[Start of Material shown]

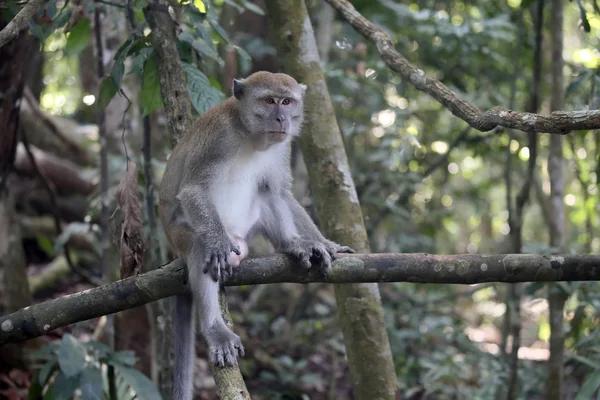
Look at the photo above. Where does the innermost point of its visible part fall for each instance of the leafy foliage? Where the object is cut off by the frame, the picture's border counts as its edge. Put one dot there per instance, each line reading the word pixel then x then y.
pixel 72 365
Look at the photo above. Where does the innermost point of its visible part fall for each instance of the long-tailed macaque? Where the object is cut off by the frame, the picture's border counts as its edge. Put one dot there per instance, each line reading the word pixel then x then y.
pixel 227 179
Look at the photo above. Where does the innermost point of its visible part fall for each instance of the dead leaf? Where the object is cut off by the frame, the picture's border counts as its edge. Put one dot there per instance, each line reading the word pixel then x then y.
pixel 131 244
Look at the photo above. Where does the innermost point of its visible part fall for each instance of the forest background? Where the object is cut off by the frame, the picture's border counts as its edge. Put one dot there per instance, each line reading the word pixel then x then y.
pixel 93 99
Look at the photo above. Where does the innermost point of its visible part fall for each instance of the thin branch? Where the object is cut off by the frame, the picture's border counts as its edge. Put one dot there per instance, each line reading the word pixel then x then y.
pixel 110 3
pixel 71 144
pixel 39 319
pixel 55 211
pixel 558 122
pixel 12 29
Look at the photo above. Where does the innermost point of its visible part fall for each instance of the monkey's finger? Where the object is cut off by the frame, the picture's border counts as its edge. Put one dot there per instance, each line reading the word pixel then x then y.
pixel 235 248
pixel 214 268
pixel 345 249
pixel 240 350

[End of Material shown]

▶ What you need to do
Repeat the records in full, exactly as they appear, without the pictures.

▶ Task result
Look at the photo above. Where does the innermost point of its visible part fall for each instance of the leafy foliage? Where the object is cut off by the frame, the picture's border counts as its edge. Put one dot there per instance, each line reading the word pixel then x then y.
pixel 72 365
Look at the photo above. Where does the innermost point of its visible part fall for each instance of the long-tailed macaque? Where the object is cut off by the frame, the picture's border counts as its edge. Put one dot there per instance, each line reading the word pixel then x then y.
pixel 227 179
Look at the photo above. Where does the innermost point of its visible part fall for each instance of the dead leaf? Where the object is cut off by the frame, the picture's border counts as its edge. Put one dot there per instance, each line reading the word pixel then x then y.
pixel 131 244
Look at the photo above. Where does the innermost point of its visible part fall for each instance of the forest background? Where the object is cut off by the frame, the picture's border counts as its edge. Put one dot there per instance, each line reading the word pixel then x then y.
pixel 93 99
Look at the photo above. Where does the innermost point of its visible part fall for each instance of the thin branch? Where the object is cut off by the frame, the picture's border counts as its edge. Put one dot there per instance, each line reading the word pixel then x then y.
pixel 110 3
pixel 71 144
pixel 39 319
pixel 55 211
pixel 558 122
pixel 12 29
Look at the photo above. Where does the innermost point of its visible part fall for each instance of the monkey's finger? Where the object is cut off by the frame, the picture's border counts as its edge. Put one dot there per instance, each line reading the word pixel then x then y.
pixel 235 248
pixel 214 268
pixel 345 249
pixel 240 350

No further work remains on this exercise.